(TASK REQUIREMENTS): Extract every line from the records below that contains the word "jeans".

[[ DATA TO USE open ]]

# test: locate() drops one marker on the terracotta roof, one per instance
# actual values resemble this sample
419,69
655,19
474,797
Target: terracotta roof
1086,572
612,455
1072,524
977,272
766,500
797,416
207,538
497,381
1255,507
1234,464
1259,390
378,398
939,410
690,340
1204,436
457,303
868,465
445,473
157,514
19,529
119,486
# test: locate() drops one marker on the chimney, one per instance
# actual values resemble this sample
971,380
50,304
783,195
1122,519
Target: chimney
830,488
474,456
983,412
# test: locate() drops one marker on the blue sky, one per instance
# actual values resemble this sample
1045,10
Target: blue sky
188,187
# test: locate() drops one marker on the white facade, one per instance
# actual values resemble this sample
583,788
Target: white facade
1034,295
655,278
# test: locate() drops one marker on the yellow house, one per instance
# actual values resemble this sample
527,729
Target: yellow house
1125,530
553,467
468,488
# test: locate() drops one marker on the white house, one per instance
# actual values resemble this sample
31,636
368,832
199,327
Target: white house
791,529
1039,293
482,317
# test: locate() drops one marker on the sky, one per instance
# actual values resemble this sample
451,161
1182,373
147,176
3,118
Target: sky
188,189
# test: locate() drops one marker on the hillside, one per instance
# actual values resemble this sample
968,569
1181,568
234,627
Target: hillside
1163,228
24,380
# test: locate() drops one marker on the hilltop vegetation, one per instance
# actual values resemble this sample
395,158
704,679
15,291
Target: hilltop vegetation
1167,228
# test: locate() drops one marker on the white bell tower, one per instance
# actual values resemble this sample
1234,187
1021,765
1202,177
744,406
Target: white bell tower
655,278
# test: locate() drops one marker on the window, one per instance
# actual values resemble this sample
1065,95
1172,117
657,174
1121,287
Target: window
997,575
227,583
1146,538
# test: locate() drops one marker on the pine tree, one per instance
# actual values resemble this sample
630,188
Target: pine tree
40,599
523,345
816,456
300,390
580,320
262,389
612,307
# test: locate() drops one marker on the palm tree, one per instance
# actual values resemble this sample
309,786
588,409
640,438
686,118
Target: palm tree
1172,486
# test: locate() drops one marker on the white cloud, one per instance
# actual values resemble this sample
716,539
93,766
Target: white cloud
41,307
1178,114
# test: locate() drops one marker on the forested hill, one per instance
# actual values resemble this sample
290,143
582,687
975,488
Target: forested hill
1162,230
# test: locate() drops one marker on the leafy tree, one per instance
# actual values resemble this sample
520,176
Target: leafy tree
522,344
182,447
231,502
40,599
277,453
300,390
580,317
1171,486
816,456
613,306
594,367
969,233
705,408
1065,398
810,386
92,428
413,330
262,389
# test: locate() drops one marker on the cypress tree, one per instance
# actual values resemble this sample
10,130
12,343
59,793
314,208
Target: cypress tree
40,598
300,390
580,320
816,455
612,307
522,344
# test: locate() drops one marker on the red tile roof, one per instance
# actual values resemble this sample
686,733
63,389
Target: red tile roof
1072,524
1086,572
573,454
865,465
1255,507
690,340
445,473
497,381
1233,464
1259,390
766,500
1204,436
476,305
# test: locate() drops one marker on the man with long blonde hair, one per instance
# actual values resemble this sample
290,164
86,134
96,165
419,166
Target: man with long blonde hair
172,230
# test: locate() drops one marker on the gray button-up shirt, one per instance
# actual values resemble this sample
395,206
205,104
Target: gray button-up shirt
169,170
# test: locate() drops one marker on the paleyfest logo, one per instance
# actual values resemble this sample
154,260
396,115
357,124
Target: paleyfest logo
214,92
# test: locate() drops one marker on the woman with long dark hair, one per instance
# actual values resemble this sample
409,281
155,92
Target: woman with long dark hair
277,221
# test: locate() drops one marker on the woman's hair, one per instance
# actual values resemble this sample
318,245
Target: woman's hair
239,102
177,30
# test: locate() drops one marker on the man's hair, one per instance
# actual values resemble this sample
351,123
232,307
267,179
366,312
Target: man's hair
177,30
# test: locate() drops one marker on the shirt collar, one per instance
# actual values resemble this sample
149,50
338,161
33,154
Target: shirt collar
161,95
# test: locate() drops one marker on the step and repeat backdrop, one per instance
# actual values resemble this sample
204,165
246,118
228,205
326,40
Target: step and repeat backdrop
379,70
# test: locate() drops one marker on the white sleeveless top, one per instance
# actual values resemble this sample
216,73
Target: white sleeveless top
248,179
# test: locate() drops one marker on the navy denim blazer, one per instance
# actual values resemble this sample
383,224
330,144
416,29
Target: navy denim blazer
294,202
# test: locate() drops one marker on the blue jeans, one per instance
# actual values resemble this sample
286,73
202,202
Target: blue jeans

[[ DATA TO USE closed ]]

(WRITTEN ANSWER):
# test: locate() drops one marker on the blue jeans, one per instance
Target: blue jeans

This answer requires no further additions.